__Aufgabenstellung__. Übertrage sämtliche folgenden Zeilen in eine Markdown-Tabelle mit den Spalten „Nr.“ für die fortlaufende Nummer und „Zeile“ für den Zeilentext. Leerzeilen und Bilder bleiben dabei außen vor.

__Übungsmaterial__.
────────

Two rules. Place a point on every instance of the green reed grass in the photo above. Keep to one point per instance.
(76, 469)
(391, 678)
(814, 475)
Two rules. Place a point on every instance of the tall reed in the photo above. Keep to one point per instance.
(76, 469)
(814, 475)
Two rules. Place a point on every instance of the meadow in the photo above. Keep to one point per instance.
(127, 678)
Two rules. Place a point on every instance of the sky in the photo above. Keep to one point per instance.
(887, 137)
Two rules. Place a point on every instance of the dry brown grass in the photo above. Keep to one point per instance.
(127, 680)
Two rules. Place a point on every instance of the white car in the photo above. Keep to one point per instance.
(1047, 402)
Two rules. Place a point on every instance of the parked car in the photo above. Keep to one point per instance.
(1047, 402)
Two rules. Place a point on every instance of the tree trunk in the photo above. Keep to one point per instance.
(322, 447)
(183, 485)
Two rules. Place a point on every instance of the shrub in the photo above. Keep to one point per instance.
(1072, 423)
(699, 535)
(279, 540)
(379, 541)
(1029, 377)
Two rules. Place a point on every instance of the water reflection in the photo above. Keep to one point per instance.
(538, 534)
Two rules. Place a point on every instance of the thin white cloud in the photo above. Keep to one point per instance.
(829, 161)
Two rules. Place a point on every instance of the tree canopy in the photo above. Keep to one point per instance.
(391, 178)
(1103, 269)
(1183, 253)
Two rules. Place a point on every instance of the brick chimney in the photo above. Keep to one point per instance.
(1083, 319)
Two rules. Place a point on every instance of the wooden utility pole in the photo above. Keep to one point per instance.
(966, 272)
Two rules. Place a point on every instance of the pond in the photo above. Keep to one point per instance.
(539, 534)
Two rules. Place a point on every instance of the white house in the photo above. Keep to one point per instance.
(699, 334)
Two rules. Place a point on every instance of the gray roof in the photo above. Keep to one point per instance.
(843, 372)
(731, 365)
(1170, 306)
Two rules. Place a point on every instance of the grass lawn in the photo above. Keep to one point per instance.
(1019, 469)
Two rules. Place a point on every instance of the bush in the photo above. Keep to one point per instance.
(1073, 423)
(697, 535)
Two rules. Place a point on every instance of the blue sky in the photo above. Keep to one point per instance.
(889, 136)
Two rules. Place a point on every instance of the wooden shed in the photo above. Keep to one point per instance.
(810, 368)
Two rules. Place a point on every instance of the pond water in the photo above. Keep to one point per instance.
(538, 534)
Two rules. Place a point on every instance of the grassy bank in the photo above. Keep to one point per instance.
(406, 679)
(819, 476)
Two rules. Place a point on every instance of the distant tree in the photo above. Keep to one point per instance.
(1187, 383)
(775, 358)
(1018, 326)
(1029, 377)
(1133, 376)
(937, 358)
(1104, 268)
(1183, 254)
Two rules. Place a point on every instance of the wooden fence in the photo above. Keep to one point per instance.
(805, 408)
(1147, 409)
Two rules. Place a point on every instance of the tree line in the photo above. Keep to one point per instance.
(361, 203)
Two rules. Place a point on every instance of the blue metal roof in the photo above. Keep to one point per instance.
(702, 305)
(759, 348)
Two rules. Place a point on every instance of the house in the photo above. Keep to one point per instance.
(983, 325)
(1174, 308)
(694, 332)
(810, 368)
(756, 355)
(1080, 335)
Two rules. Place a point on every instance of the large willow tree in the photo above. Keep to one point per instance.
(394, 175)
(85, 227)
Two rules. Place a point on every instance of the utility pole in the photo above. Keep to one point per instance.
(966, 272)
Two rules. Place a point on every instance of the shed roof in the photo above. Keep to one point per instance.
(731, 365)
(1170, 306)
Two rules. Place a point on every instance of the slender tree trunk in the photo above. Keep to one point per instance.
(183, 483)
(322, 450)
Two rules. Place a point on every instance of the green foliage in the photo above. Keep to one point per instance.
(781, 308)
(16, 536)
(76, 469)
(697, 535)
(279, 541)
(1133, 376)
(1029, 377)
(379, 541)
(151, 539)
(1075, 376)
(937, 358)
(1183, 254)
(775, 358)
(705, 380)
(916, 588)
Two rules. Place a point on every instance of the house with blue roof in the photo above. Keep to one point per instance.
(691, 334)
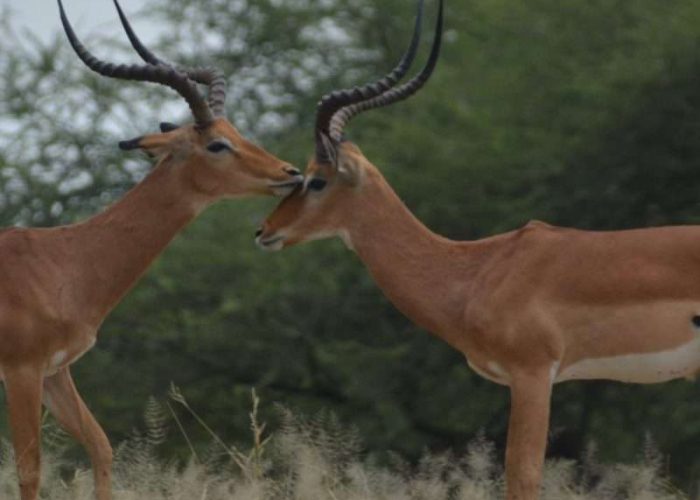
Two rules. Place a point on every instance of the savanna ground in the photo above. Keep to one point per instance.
(318, 458)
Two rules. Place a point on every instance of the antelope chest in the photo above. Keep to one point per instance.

────────

__Vollständige Lösung__.
| Nr. | Zeile |
|---|---|
| 1 | Two rules. Place a point on every instance of the green reed grass in the photo above. Keep to one point per instance. |
| 2 | (76, 469) |
| 3 | (391, 678) |
| 4 | (814, 475) |
| 5 | Two rules. Place a point on every instance of the tall reed in the photo above. Keep to one point per instance. |
| 6 | (76, 469) |
| 7 | (814, 475) |
| 8 | Two rules. Place a point on every instance of the meadow in the photo above. Keep to one point per instance. |
| 9 | (127, 678) |
| 10 | Two rules. Place a point on every instance of the sky in the photo above. Keep to one point per instance. |
| 11 | (887, 137) |
| 12 | Two rules. Place a point on every instance of the dry brown grass in the photo above. Keep to one point per instance. |
| 13 | (127, 680) |
| 14 | Two rules. Place a point on every instance of the white car in the photo above. Keep to one point per instance. |
| 15 | (1047, 402) |
| 16 | Two rules. Place a point on every instance of the parked car in the photo above. Keep to one point per instance. |
| 17 | (1047, 402) |
| 18 | Two rules. Place a point on every instance of the tree trunk in the photo above. Keep to one point per instance. |
| 19 | (322, 447) |
| 20 | (183, 485) |
| 21 | Two rules. Place a point on every instance of the shrub in the photo above. Keep to one point per instance. |
| 22 | (1072, 423) |
| 23 | (699, 535) |
| 24 | (279, 540) |
| 25 | (379, 541) |
| 26 | (1029, 377) |
| 27 | Two rules. Place a point on every instance of the water reflection in the photo above. Keep to one point per instance. |
| 28 | (538, 534) |
| 29 | Two rules. Place a point on every instance of the thin white cloud in the photo above. Keep to one point per instance. |
| 30 | (829, 161) |
| 31 | Two rules. Place a point on every instance of the tree canopy in the photo above. Keep to one point per instance. |
| 32 | (391, 178) |
| 33 | (1103, 269) |
| 34 | (1183, 253) |
| 35 | Two rules. Place a point on every instance of the brick chimney in the photo above. Keep to one point per instance. |
| 36 | (1083, 319) |
| 37 | Two rules. Place a point on every instance of the wooden utility pole in the photo above. Keep to one point per instance. |
| 38 | (966, 272) |
| 39 | Two rules. Place a point on every instance of the pond in the photo above. Keep to one point per instance. |
| 40 | (539, 534) |
| 41 | Two rules. Place a point on every instance of the white house in the photo above. Keep to one point per instance. |
| 42 | (699, 334) |
| 43 | Two rules. Place a point on every instance of the gray roof in the photo above. Keep to one point per instance. |
| 44 | (843, 372) |
| 45 | (731, 365) |
| 46 | (1170, 306) |
| 47 | Two rules. Place a point on every instance of the grass lawn in the photo above. Keep to one point per instance. |
| 48 | (1019, 469) |
| 49 | Two rules. Place a point on every instance of the bush in the photo above. Keep to one point per instance. |
| 50 | (1073, 423) |
| 51 | (697, 535) |
| 52 | Two rules. Place a point on every instance of the blue sky in the photo above. Keep to one point per instance. |
| 53 | (889, 136) |
| 54 | Two rules. Place a point on every instance of the wooden shed in the photo above. Keep to one point per instance. |
| 55 | (810, 368) |
| 56 | Two rules. Place a point on every instance of the pond water in the photo above. Keep to one point per instance. |
| 57 | (538, 534) |
| 58 | Two rules. Place a point on every instance of the grassy bank in the photo above. Keep to one point per instance. |
| 59 | (406, 679) |
| 60 | (819, 476) |
| 61 | Two rules. Place a point on every instance of the distant tree in the photo above. Keep to one point per instance. |
| 62 | (1187, 383) |
| 63 | (775, 358) |
| 64 | (1018, 326) |
| 65 | (1029, 377) |
| 66 | (1133, 376) |
| 67 | (937, 358) |
| 68 | (1104, 268) |
| 69 | (1183, 254) |
| 70 | Two rules. Place a point on every instance of the wooden fence in the photo above. Keep to one point per instance. |
| 71 | (805, 408) |
| 72 | (1147, 409) |
| 73 | Two rules. Place a point on every instance of the tree line in the photo above. Keep to one point per instance. |
| 74 | (361, 203) |
| 75 | Two rules. Place a point on every instance of the blue metal roof in the photo above. Keep to one point per instance. |
| 76 | (702, 305) |
| 77 | (759, 348) |
| 78 | Two rules. Place a point on every instance of the house in the photo above. Keep to one point per instance. |
| 79 | (983, 325) |
| 80 | (1174, 308) |
| 81 | (694, 332) |
| 82 | (810, 368) |
| 83 | (756, 355) |
| 84 | (1080, 335) |
| 85 | Two rules. Place a point on every instance of the large willow tree in the photo above. Keep to one point per instance. |
| 86 | (394, 175) |
| 87 | (85, 227) |
| 88 | Two rules. Place a point on every instance of the utility pole in the photo above. Keep to one point per instance. |
| 89 | (966, 272) |
| 90 | Two rules. Place a point on every instance of the shed roof in the photo above. Keep to one point per instance. |
| 91 | (731, 365) |
| 92 | (1170, 306) |
| 93 | Two rules. Place a point on every instance of the slender tree trunk in the photo above. Keep to one point per instance. |
| 94 | (183, 483) |
| 95 | (322, 450) |
| 96 | Two rules. Place a point on every instance of the green foliage in the photo above. Keep to one point per instance. |
| 97 | (781, 308) |
| 98 | (16, 536) |
| 99 | (76, 469) |
| 100 | (697, 535) |
| 101 | (279, 541) |
| 102 | (1133, 376) |
| 103 | (1029, 377) |
| 104 | (379, 541) |
| 105 | (151, 539) |
| 106 | (1075, 376) |
| 107 | (937, 358) |
| 108 | (1183, 254) |
| 109 | (775, 358) |
| 110 | (705, 380) |
| 111 | (916, 588) |
| 112 | Two rules. Place a point on every instance of the house with blue roof in the photo above. Keep to one point per instance. |
| 113 | (691, 334) |
| 114 | Two rules. Place a point on every instance of the savanna ground in the photo above. Keep to one point per instance. |
| 115 | (318, 458) |
| 116 | Two rules. Place a point on every instance of the antelope chest in the photo above. Keep to one point per instance. |